* **RECORDS SHOWN**:
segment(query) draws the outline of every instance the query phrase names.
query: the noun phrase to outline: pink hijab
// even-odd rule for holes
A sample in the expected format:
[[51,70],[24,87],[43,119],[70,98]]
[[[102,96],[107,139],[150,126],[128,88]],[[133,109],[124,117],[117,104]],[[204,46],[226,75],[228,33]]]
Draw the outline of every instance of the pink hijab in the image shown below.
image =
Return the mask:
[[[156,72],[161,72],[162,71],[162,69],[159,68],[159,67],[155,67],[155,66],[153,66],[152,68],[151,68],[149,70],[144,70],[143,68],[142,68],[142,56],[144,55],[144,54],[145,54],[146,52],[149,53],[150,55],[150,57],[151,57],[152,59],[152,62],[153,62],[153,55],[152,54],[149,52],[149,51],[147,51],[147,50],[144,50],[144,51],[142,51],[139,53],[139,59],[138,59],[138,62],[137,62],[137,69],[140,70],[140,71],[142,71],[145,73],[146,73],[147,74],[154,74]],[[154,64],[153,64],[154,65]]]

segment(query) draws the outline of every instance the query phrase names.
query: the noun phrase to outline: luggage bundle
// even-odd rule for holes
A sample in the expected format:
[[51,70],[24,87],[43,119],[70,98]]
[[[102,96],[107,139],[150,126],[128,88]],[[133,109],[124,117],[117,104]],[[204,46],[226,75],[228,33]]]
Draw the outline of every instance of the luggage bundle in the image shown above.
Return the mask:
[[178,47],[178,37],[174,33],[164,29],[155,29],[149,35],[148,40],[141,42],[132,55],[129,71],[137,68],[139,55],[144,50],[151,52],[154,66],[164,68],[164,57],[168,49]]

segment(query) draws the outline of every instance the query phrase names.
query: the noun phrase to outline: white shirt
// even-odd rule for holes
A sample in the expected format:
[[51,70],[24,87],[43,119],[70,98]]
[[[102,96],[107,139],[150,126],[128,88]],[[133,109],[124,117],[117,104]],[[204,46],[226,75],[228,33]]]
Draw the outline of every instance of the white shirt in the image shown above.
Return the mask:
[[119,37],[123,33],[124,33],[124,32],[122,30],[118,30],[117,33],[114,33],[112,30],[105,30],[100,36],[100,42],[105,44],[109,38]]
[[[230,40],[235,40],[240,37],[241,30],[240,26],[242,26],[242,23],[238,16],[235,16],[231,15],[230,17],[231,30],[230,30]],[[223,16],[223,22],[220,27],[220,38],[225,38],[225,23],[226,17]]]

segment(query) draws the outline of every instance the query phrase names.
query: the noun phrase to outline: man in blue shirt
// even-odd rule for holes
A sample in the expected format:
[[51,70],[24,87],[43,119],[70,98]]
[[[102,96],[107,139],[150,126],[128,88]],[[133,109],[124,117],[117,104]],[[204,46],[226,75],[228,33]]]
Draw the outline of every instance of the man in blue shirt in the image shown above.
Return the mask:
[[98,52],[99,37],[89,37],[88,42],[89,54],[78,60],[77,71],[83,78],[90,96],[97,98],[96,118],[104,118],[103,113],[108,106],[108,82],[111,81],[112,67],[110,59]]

* **DESCRIPTION OF THE TASK**: Copy out the material above in its entirety. Every detail must match.

* **WRITTEN REPLY**:
segment(query) draws the outline of every instance the query phrase names.
query: the noun phrase to outline: pink hijab
// even-odd rule for holes
A sample in the expected format:
[[51,70],[24,87],[43,119],[70,98]]
[[[102,96],[107,139],[150,126],[128,88]],[[133,109],[124,117],[117,104]],[[204,46],[226,75],[228,33]]]
Draw the outline of every instance of the pink hijab in the image shown below.
image =
Return the mask:
[[[156,72],[161,72],[162,71],[162,69],[159,68],[159,67],[155,67],[155,66],[153,66],[152,68],[151,68],[149,70],[144,70],[143,68],[142,68],[142,56],[144,55],[144,54],[145,54],[146,52],[149,53],[150,55],[150,57],[151,57],[152,59],[152,62],[153,62],[153,55],[152,54],[149,52],[149,51],[147,51],[147,50],[144,50],[144,51],[142,51],[139,53],[139,59],[138,59],[138,62],[137,62],[137,69],[140,70],[140,71],[142,71],[145,73],[146,73],[147,74],[154,74]],[[154,64],[153,64],[154,65]]]

segment(query) draws the outline of every instance the query phrase names.
query: the noun phrase to outline: luggage bundle
// even-odd rule for holes
A sample in the expected format:
[[51,70],[24,87],[43,119],[70,98]]
[[[102,96],[107,139],[150,126],[128,88]],[[133,109],[124,117],[117,104]],[[204,46],[226,75],[228,33]]]
Draw the outline of every instance of the luggage bundle in the image shown above.
Return the mask:
[[178,47],[178,37],[174,33],[164,29],[155,29],[149,35],[148,40],[141,42],[132,55],[129,71],[137,68],[139,55],[144,50],[151,52],[154,66],[164,68],[164,57],[168,49]]

segment(query) draws the outline of every instance the query phrase names.
query: the noun phrase to outline: white shirt
// even-odd rule for holes
A sample in the expected format:
[[51,70],[24,87],[43,119],[70,98]]
[[[102,96],[107,139],[150,126],[128,88]],[[133,109],[124,117],[117,104]],[[204,46],[226,75],[228,33]]]
Draw the outline of every instance of the white shirt in the image shown above.
Return the mask:
[[119,37],[123,33],[124,33],[124,32],[122,30],[118,30],[117,33],[114,33],[112,30],[105,30],[100,36],[100,42],[105,44],[109,38]]
[[[230,40],[235,40],[240,37],[241,30],[240,26],[242,26],[242,23],[238,16],[235,16],[231,15],[230,17],[231,30],[230,30]],[[223,16],[223,22],[220,27],[220,38],[225,38],[225,23],[226,17]]]

segment(query) draws the outline of every instance the query phrase names.
query: the noun phrase to outline: man in blue shirt
// even-odd rule for holes
A sample in the expected format:
[[51,70],[24,87],[43,119],[70,98]]
[[[102,96],[107,139],[150,126],[128,88]],[[133,109],[124,117],[117,104]],[[204,46],[226,75],[228,33]]]
Draw the outline of every instance of the man in blue shirt in the image shown above.
Return the mask:
[[98,52],[99,37],[89,37],[88,42],[89,54],[78,60],[77,71],[83,78],[90,96],[97,98],[96,118],[104,118],[103,113],[108,106],[108,82],[111,81],[112,67],[110,59]]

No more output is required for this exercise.